To be done: Copy these lines of the data word for word, starting at the line that contains "the red streak" and ending at the line that contains "[[96, 109], [82, 74], [88, 102], [94, 57]]", with both of those lines included.
------------
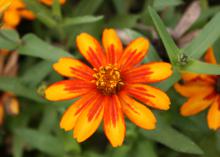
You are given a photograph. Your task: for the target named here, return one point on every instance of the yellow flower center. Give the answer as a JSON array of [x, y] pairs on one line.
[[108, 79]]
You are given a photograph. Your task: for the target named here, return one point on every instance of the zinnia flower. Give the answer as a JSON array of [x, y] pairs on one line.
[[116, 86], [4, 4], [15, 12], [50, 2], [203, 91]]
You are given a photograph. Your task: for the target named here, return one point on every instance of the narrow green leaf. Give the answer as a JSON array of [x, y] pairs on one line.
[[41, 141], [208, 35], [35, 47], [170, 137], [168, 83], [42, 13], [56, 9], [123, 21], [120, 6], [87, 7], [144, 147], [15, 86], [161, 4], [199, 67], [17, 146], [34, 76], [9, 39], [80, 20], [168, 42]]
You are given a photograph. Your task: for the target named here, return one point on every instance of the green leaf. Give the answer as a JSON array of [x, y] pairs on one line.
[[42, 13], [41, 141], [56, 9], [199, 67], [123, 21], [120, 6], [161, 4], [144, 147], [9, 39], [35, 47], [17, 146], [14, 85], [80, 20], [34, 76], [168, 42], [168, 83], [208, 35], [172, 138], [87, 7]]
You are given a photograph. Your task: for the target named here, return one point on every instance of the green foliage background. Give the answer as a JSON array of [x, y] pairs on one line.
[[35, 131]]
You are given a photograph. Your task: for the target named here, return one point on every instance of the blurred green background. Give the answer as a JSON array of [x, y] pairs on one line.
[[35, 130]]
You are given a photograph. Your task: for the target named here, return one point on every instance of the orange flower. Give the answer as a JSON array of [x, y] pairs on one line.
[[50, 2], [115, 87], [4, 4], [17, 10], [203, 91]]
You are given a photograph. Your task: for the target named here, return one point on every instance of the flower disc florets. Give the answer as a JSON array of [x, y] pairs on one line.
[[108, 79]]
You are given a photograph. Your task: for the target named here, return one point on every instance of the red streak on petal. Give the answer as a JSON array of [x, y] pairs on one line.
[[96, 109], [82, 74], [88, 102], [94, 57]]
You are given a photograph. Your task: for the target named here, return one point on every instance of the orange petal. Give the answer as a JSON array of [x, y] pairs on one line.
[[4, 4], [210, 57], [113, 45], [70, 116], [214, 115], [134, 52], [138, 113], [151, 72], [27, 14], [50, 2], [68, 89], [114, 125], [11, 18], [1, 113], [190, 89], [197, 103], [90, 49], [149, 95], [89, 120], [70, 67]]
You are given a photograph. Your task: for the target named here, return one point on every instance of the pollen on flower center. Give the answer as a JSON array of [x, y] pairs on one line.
------------
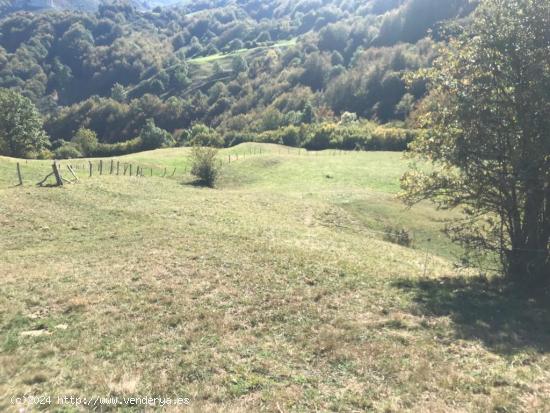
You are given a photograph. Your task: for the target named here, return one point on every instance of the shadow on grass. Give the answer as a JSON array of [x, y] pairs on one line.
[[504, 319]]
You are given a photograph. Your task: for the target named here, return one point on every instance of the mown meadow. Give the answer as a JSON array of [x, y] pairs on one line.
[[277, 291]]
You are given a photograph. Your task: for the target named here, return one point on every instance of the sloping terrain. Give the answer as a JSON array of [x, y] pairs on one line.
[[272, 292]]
------------
Solved exercise:
You are given a photograph. Your task: for the target named here, return one point on every instance of the red streak on petal. Give the answer as a JSON array of [x, y] pairs on one line.
[[96, 109], [82, 74], [88, 102], [94, 57]]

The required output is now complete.